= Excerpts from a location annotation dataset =
___

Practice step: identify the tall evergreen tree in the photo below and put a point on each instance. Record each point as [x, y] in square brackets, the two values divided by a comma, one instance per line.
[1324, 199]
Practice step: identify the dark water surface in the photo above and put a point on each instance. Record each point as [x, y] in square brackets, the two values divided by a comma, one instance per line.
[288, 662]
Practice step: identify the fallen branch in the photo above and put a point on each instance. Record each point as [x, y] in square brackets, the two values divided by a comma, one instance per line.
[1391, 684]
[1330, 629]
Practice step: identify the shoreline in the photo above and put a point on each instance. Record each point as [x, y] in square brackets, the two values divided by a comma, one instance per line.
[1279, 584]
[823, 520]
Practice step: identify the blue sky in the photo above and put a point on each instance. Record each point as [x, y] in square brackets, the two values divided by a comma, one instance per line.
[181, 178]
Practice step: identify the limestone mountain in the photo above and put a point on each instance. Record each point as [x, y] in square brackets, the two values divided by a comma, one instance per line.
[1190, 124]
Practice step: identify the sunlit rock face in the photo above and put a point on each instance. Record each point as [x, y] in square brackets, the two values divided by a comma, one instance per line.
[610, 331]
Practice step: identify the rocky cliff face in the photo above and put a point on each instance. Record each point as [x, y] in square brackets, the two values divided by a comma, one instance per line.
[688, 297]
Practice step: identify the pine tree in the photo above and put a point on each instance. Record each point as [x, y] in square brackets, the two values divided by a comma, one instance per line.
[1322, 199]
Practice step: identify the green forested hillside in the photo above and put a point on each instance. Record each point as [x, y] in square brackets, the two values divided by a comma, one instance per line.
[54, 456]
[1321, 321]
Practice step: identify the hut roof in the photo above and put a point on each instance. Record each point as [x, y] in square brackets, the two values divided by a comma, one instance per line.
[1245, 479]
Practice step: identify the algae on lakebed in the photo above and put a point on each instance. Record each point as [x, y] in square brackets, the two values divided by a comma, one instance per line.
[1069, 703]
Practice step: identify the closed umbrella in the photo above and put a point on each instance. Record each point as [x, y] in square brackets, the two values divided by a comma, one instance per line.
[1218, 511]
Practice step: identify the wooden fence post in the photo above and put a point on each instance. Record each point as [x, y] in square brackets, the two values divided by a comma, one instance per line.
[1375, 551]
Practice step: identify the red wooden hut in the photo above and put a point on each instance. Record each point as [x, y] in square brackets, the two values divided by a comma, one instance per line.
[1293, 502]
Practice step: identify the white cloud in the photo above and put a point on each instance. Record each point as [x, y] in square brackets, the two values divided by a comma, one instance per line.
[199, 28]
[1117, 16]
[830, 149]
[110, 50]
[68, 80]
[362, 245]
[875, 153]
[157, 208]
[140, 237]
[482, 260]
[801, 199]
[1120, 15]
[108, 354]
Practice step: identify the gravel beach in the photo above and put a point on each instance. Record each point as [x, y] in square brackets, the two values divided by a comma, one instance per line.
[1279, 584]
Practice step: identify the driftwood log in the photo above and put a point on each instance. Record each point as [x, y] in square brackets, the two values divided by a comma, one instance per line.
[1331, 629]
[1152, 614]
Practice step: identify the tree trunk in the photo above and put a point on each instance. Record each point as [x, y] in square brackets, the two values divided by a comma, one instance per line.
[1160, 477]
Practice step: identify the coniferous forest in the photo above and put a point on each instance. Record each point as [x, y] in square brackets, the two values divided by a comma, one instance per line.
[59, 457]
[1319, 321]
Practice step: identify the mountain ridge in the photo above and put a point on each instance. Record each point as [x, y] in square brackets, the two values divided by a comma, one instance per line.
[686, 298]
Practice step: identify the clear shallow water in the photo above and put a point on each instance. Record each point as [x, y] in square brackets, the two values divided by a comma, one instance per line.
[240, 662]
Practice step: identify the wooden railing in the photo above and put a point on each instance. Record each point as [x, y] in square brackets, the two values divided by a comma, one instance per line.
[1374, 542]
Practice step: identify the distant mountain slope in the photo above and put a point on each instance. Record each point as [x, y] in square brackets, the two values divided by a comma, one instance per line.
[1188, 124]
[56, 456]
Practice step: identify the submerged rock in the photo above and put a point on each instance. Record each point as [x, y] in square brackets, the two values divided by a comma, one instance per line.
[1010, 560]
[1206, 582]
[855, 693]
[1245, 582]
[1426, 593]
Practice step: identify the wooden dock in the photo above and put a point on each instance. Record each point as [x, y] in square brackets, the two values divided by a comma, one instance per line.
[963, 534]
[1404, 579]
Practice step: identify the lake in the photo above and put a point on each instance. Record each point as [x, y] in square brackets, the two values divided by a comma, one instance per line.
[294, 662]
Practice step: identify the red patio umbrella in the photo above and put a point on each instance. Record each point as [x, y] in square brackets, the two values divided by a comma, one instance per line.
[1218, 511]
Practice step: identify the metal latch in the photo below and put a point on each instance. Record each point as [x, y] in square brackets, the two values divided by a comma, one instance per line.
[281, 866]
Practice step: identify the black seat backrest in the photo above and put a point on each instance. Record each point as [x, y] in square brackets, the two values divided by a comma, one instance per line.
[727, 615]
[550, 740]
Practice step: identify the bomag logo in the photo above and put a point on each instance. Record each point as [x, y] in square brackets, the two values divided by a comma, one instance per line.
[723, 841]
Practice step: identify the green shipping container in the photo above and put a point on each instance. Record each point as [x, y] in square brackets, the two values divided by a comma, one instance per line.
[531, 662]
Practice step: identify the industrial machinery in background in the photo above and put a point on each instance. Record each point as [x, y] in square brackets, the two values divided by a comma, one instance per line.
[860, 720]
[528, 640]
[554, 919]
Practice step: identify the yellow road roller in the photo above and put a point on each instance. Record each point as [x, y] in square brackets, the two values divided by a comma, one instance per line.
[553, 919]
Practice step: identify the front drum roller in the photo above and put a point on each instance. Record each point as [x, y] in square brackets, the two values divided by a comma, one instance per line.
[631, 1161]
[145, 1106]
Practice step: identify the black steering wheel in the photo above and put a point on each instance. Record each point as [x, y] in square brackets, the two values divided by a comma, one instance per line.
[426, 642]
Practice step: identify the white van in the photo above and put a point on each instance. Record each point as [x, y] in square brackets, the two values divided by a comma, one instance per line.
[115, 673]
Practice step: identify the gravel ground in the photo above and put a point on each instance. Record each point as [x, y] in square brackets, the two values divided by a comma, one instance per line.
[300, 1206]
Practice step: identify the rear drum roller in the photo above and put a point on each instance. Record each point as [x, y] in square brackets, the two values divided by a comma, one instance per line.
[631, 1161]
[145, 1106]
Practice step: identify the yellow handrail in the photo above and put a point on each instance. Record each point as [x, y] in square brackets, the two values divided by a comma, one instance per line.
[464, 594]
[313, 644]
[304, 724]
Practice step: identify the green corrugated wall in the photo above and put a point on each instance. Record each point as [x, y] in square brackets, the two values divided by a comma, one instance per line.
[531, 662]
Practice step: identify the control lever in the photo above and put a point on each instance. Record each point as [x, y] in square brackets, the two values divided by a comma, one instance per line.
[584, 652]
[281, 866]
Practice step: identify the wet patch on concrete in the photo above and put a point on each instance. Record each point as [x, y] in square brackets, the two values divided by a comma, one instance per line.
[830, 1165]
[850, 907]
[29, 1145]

___

= TASK DESCRIPTION =
Return all the records above, reproducing every line verbatim with no changes.

= ANSWER =
Practice step: identify the tall evergreen tree in the photo below and put a point on each instance. Record each point as [x, y] in square brackets, the two values divided by a comma, one instance per line.
[1324, 199]
Practice step: identify the dark water surface in the photo above and put a point on each instance. Record each point as [x, y] in square brackets, the two values divided by a comma, one instance per line.
[288, 662]
Practice step: identify the fallen branch in the photo above and put a point on each instance. Record each point as [x, y] in square brackets, the two values divided by a comma, one instance per line.
[1391, 684]
[1330, 629]
Practice step: identify the shoreline in the photo above and put a point on each instance. Record each point as [x, y] in square brackets, the two values divided by a comma, one instance per line.
[1279, 584]
[823, 520]
Practice step: identify the blue sky in the photo above and put a point on each instance. Record each point as [x, y] in square brackets, the two values divided by a comma, one instance per line.
[181, 178]
Practice step: identify the limestone mountain in the photo above and put a point on each instance. Record each point as [x, y] in square brackets, the two values divided by a comma, one instance per line.
[1190, 124]
Practice step: identify the sunlit rock face in the photo above and put a point on each instance. Record each point as [x, y] in square brackets, the two values divided by a comma, one instance per line.
[610, 331]
Practice step: identify the rocky cliff face in the photo above and put a point on each instance. Record each point as [x, y] in square brackets, the two values divided by a comma, one instance per line.
[688, 297]
Practice step: identify the pine tree in the photo above and put a point on each instance. Record each point as [x, y] in square brackets, the two values divided by a comma, one instance per line.
[1322, 199]
Practice step: identify the green forested hillside in the photo above and put a point on each instance. Record each point as [x, y] in square brackets, the two values divided by a comma, one instance per line.
[54, 456]
[1321, 321]
Practice step: identify the hut roof in the photo above and put a point on each instance. Record each point as [x, y] in square brackets, the two values divided by a comma, one instance per line.
[1245, 479]
Practice step: identify the algae on lakebed in the photo above and put a point on each instance. Record each point as [x, y] in square brackets, the two values divided by a comma, one instance per line.
[1069, 703]
Practice step: identify the closed umbrella in the photo above and put a point on each instance. Record each point as [x, y] in square brackets, the two values divided by a comma, one instance per line.
[1218, 511]
Practice step: identify the wooden fence post in the photo above and put a point on each instance. Record each point as [x, y] in square brackets, the two values divided by a comma, one instance per line.
[1375, 551]
Practice step: identify the red wooden hut in the photo above and put a point on each instance. Record each point as [x, y] in square brackets, the two values divided by a comma, one instance per line.
[1293, 502]
Practice step: identify the white cloud in the photo above and put a point on each instance. Record each point as [x, y] in square brackets, the two values divided by a comma, one instance per line.
[199, 28]
[1117, 16]
[830, 149]
[110, 50]
[68, 80]
[362, 245]
[875, 153]
[157, 208]
[140, 237]
[482, 260]
[801, 199]
[1120, 15]
[108, 354]
Practice step: identify the gravel beach in the photo above and put a point on each instance. Record each point as [x, y] in square brackets, the two values divided by a comma, one instance per line.
[1279, 584]
Practice step: identify the driftwood log in the photo above and put a point on each instance. Record each point as [x, y] in square brackets, the two values divided by a comma, one instance per line.
[1331, 629]
[1152, 614]
Practice step: identify the tree trunk in the photo above and put a point on each instance. Record each point as [x, y] in square brackets, the two values divided by a comma, one instance per line.
[1160, 477]
Practice step: identify the coniferous forest in the photo above and put a point on each instance. Record each point as [x, y] in square brackets, the two values divided by a comma, one instance per line.
[59, 457]
[1319, 321]
Practice step: identify the mountain ridge in the photo above and put a point on each instance. Record each point as [x, y] in square brackets, the two values divided by a comma, one instance per line.
[686, 298]
Practice step: identify the clear shallow water in the photo above and put a point on each instance. Record each point as [x, y] in square brackets, the two values divided by a comma, one instance per line.
[240, 662]
Practice step: identify the wooden railing in the photo above and put a point on each instance. Record each point as [x, y] in square brackets, the two values divided by a comma, one instance per line.
[1374, 542]
Practice step: identify the distant mountain slope in the photo above and put a point on each instance. Record each point as [x, y] in square brackets, the two values divided by a comma, one instance per line.
[1188, 124]
[56, 456]
Practice step: identify the submerged rock in the photo above and put a point on each instance. Record each point as [x, y] in square brackets, the two values divided by a comma, one instance per line.
[1010, 560]
[1206, 582]
[855, 693]
[1245, 582]
[1426, 593]
Practice step: identify the wooden dock in the photo above and put a point on each instance. Record each point as [x, y] in square brackets, the two values divided by a comma, one instance per line.
[963, 534]
[1404, 579]
Practice step: identify the lake in the photo above and put a point on each instance. Record each point as [x, y] in square brackets, the two values divided by a comma, one instance per line.
[294, 662]
Practice step: identify the red patio umbrella in the photo above and put a point on each instance. Record each point as [x, y] in square brackets, the two values divided by a comma, one instance per line.
[1218, 511]
Practice step: identify the metal latch in the photo below and put a point on each instance. Record each point as [x, y] in square brackets, the two values divided by a comma, one instance per line.
[281, 866]
Practice step: identify the black seat backrest in the photo above and put a point on each instance. Record each point as [x, y] in square brackets, the two values divided by a comma, one instance per line.
[727, 615]
[550, 740]
Practice step: identify the bomag logo in the photo above and put a point on each instance. Record each point as [x, y] in square brackets, the two values divided by a comma, one instance per line.
[723, 841]
Practice step: identify the green shipping container in the photo above and put a point on each instance. Record each point as [x, y] in square brackets, the two values divided by a comma, one instance per line.
[531, 662]
Practice step: identify the industrial machinery in background in the photo above and put a point on each instance. Record each point as [x, y] in square brackets, the two values divided by a comma, one instance per line.
[860, 720]
[528, 640]
[554, 919]
Practice step: identify the yellow road roller in the photo above and put a point on each instance. Record each point as [x, y] in square brackets, the two values divided by a comma, one instance per line.
[553, 919]
Practice step: identify the front drum roller in the photo above and put a point on each instance. Record each point as [x, y] in square brackets, the two values divided by a comma, one instance per line.
[631, 1161]
[145, 1106]
Practice step: identify the black steering wheel in the photo above and put a point on each instance. Record each point as [x, y] in square brackets, the two values divided by a comma, one instance per line.
[426, 642]
Practice step: identify the white van in the photo above and put a point on each instance. Record each point as [x, y] in square brackets, the two values divided by a comma, one instance per line.
[115, 673]
Practice step: identify the gravel ground in the photo above and put a point on each instance. Record each point as [x, y] in square brackets, the two values divided by a comma, one instance per line.
[300, 1206]
Practice step: identify the rear drum roller in the photo above and put a point on each instance. Record each point as [x, y] in square brackets, the two values divided by a comma, one instance per line.
[631, 1161]
[145, 1106]
Practice step: identify the yellow handrail in the photo above and put a point on each instance. Record each point as [x, y] in square brackets, the two values divided by a comma, one instance per line.
[464, 594]
[313, 644]
[304, 724]
Practice step: identify the green corrugated wall in the photo above and put a point on each instance. Record each point as [x, y] in square brackets, the two values divided by a comma, one instance per line.
[531, 662]
Practice step: identify the control lever in the photo above and put a point on each instance. Record each point as [x, y] in square brackets, the two values divided by a comma, one instance per line.
[584, 652]
[281, 866]
Practice step: identify the wet patch on concrete in the photo above and put a point on each instance. Record each point as [x, y] in square brackets, the two values divided by a comma, one instance per line.
[830, 1165]
[850, 907]
[29, 1145]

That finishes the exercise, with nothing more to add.